● **Opdrachtomschrijving**:
Zet de regels in de onderstaande records om naar een Markdown-tabel met de kolommen Nr en Inhoud, waarbij lege regels worden weggelaten. Begin bij de regel die "Note: annotate every instance of the front" bevat en stop na de regel die "Target: front paw" bevat.

─── Opgeslagen records

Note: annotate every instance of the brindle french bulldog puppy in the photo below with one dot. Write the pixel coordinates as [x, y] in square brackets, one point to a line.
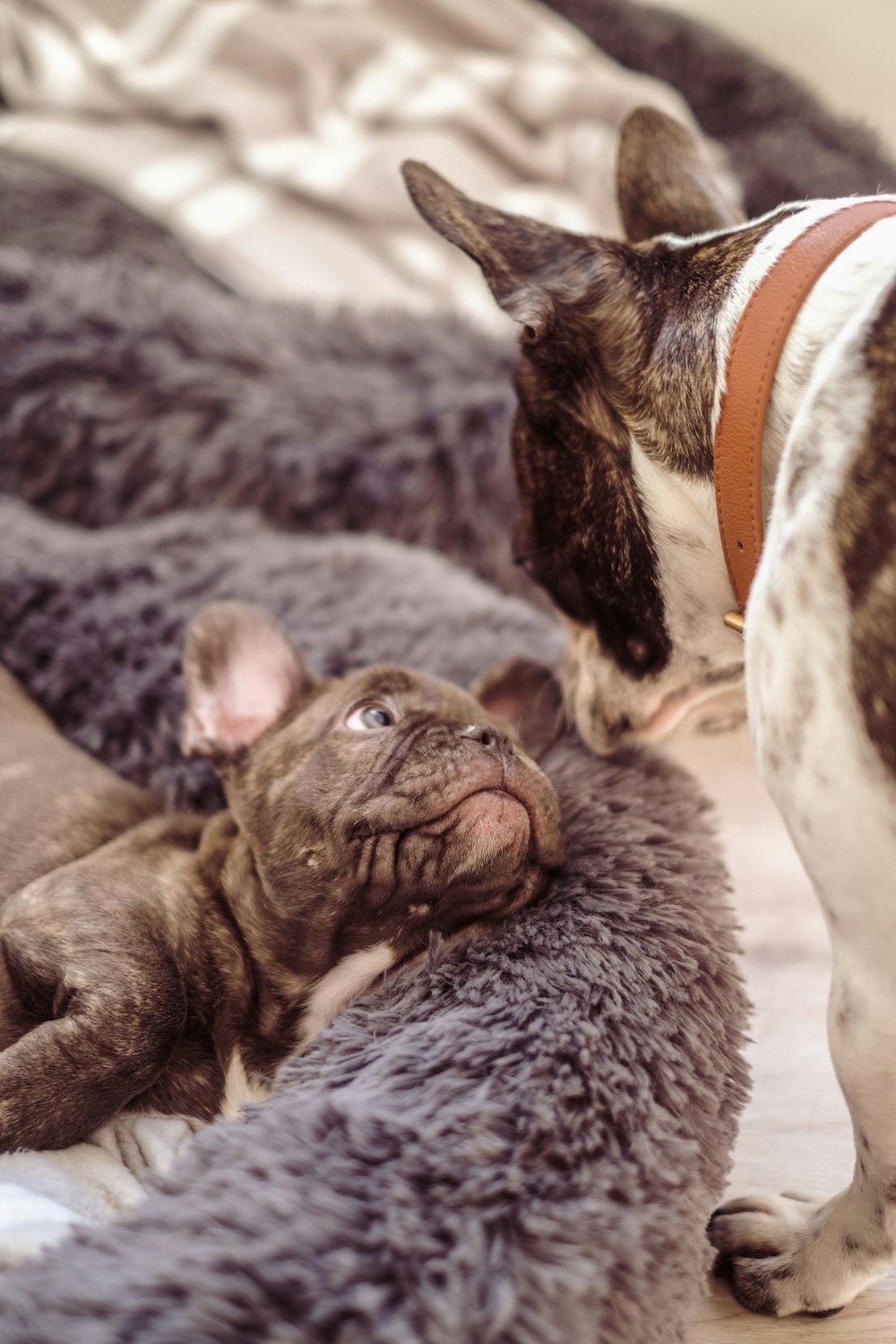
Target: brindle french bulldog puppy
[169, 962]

──────
─── Opgeslagen records

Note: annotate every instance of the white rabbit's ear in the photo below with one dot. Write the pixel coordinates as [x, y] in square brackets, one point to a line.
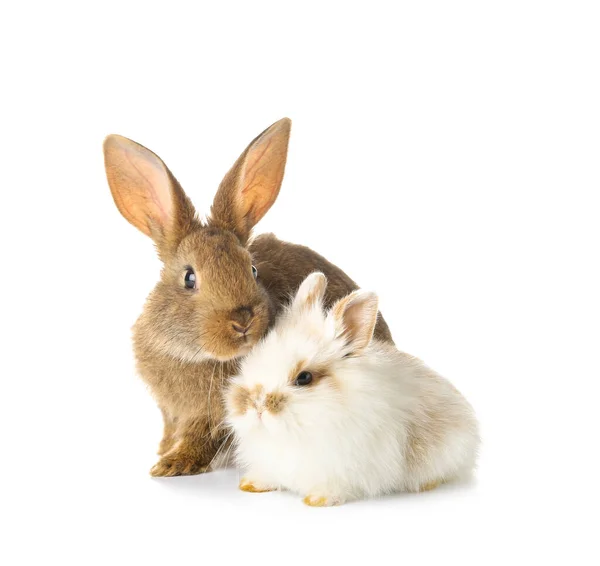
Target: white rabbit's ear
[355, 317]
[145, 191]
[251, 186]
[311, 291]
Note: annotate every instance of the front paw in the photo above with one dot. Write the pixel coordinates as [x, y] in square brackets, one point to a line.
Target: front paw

──────

● **Juist antwoord**:
| Nr | Inhoud |
|---|---|
| 1 | Note: annotate every instance of the front paw in the photo above with one dot. Write the pixel coordinates as [x, y] in square brackets, one point to a line. |
| 2 | Target: front paw |